= TASKS AND EXERCISES =
**1)** Do these statements agree with the W8 fault code thread? (a) The car runs perfectly about 75% of the time. (b) The owner has already replaced the bank 2 intake cam sensor. (c) The reply advises holding off before trying the fix. Answer yes or no for each, and quote the deciding words.
**2)** Extend the W8 fault code thread with the next post, starting after its last sentence.

= PASSAGE GIVEN =
┌──

# W8 fault code P0022 and or P1347



## 92celebrity (Jan 22, 2009)

I have a 2002 W8 passat with 64K miles and am getting fault codes P0022( 16-406) and P1347 ( 17-755) Bank 2 cam codes. It is intermittent and will run great for one day and then the next afternoon during/after start up it will misfire and run poor for awhile. I have changed the oil and added seafoam as I read about on your site. Any suggestions? Is it worth changing the bank 2 intake cam sensor? Sometimes my scanner states ECU's are out of sequence. Car run's perfect 75% of the time. Thanks


----------



## alaskadub (Feb 8, 2008)

*Re: W8 fault code P0022 and or P1347 (92celebrity)*

http://www.w8forum.dk/forum_po...f3269
I would check out this new thread from the other forum. It may be your only chance. If I still had mine I would have tried it immediately. The longer you wait the greater the chance that a couple of other things are going to go south. From my research everything this guy translated seems to make sense.

└──

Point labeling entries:
┌──

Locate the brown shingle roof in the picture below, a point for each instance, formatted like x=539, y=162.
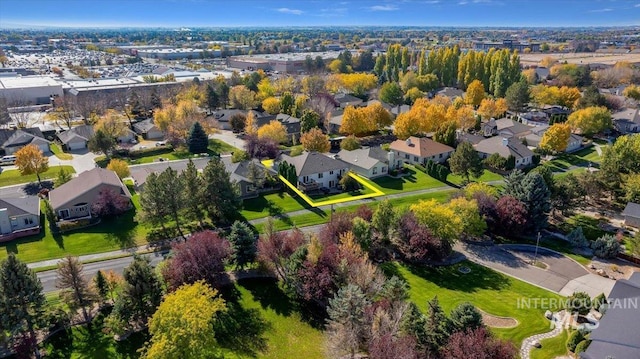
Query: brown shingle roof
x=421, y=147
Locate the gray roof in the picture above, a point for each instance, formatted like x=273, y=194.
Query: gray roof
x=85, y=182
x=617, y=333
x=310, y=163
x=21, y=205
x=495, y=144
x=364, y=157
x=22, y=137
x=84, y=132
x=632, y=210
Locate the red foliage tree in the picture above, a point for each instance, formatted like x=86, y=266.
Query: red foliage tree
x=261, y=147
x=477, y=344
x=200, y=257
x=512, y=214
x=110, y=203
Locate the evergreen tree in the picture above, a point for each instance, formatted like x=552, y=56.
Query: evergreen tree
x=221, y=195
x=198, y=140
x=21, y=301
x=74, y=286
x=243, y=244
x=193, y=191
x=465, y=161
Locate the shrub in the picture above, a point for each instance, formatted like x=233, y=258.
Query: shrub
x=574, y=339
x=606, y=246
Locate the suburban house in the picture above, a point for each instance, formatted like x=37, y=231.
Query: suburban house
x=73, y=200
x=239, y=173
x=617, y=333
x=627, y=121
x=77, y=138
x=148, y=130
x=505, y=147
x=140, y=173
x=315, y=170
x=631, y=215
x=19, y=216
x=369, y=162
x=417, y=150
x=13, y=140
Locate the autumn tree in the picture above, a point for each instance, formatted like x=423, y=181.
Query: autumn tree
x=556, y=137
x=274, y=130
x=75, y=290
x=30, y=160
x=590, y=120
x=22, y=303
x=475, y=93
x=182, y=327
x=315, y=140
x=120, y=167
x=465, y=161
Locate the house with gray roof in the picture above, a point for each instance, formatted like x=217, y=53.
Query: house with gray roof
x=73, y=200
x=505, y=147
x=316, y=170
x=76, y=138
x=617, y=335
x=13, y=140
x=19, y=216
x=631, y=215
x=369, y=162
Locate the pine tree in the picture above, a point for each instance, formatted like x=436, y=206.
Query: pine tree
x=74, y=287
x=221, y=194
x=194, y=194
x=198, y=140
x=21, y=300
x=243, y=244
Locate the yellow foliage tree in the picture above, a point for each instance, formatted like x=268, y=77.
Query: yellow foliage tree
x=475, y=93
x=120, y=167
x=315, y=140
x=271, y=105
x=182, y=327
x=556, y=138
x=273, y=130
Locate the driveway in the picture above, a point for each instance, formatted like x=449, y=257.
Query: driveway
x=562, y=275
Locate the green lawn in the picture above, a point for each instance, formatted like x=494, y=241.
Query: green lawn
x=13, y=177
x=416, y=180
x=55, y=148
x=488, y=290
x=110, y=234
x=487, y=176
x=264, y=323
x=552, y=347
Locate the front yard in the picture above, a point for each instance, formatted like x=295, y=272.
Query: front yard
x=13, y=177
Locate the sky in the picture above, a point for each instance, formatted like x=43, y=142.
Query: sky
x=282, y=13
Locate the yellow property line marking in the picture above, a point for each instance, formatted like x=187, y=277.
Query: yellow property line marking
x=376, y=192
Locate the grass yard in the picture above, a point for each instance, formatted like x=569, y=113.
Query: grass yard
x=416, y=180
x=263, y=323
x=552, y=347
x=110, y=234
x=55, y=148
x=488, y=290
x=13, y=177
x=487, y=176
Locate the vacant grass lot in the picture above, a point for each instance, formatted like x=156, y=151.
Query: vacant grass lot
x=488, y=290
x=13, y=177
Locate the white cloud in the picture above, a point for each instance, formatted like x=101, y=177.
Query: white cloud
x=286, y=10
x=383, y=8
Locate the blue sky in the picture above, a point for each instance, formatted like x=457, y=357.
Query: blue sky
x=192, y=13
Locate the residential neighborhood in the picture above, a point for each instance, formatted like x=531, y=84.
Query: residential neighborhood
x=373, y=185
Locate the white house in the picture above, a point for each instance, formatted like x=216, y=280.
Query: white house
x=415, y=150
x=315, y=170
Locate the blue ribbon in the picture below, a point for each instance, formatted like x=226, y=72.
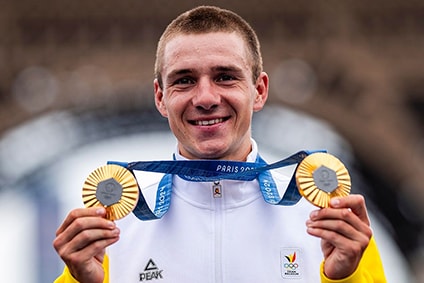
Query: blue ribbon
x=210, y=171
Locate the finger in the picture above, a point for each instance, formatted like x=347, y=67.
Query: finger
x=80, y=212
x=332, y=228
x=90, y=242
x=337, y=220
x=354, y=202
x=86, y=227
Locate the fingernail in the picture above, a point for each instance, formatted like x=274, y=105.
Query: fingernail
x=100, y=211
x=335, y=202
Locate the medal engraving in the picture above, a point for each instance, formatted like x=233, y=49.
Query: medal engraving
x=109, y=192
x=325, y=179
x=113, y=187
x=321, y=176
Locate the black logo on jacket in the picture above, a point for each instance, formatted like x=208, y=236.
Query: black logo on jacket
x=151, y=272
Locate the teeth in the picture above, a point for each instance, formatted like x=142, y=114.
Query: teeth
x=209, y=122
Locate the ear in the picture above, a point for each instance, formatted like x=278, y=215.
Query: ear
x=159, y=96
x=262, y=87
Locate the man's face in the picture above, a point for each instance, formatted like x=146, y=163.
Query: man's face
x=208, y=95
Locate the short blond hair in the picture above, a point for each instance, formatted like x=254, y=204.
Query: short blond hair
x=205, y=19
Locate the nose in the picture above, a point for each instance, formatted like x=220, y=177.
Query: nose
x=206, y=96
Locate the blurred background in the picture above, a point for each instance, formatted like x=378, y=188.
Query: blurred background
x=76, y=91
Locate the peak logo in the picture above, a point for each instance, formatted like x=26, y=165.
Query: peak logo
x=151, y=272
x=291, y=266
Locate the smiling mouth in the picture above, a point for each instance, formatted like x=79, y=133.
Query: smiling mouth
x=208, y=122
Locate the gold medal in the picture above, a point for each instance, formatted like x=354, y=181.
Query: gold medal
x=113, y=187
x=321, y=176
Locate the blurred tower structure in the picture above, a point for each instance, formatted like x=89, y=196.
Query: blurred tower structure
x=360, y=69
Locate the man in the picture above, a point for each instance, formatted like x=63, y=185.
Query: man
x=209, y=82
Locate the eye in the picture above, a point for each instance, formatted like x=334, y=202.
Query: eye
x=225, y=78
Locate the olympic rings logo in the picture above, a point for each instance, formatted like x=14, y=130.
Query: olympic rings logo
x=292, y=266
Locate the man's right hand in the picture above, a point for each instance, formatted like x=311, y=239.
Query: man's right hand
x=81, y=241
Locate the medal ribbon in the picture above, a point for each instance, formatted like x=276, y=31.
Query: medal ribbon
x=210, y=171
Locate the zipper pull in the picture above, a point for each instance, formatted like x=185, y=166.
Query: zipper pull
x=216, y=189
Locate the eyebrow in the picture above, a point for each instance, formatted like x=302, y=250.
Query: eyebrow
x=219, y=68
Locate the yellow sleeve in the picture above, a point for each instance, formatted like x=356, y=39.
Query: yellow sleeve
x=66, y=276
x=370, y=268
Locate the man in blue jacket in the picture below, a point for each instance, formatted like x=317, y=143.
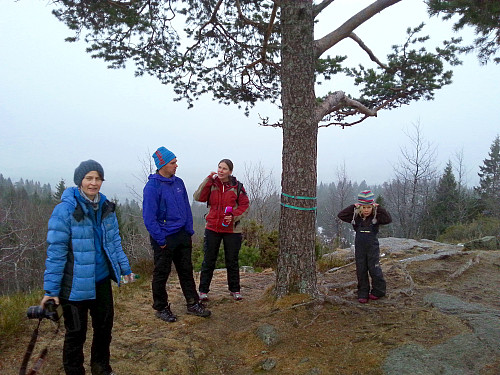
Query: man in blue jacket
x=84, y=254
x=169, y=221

└──

= RESULTS OF THE TASKS =
**1)**
(a) Yes: "Car run's perfect 75% of the time."
(b) No: "Is it worth changing the bank 2 intake cam sensor?"
(c) No: "The longer you wait the greater the chance that a couple of other things are going to go south."

**2)**
Good luck


----------



## flavin42 (Sep 7, 2007)

*Re: W8 fault code P0022 and or P1347 (alaskadub)*

great post alaskadub..... the screens are what broke off on my W8, it cost my warrantee company 3k to fix it. I took a pic of the screens on my cell camera but it didnt come out so well or I would post it. the screens are smaller than an American 10 cent coin and can cause so much trouble!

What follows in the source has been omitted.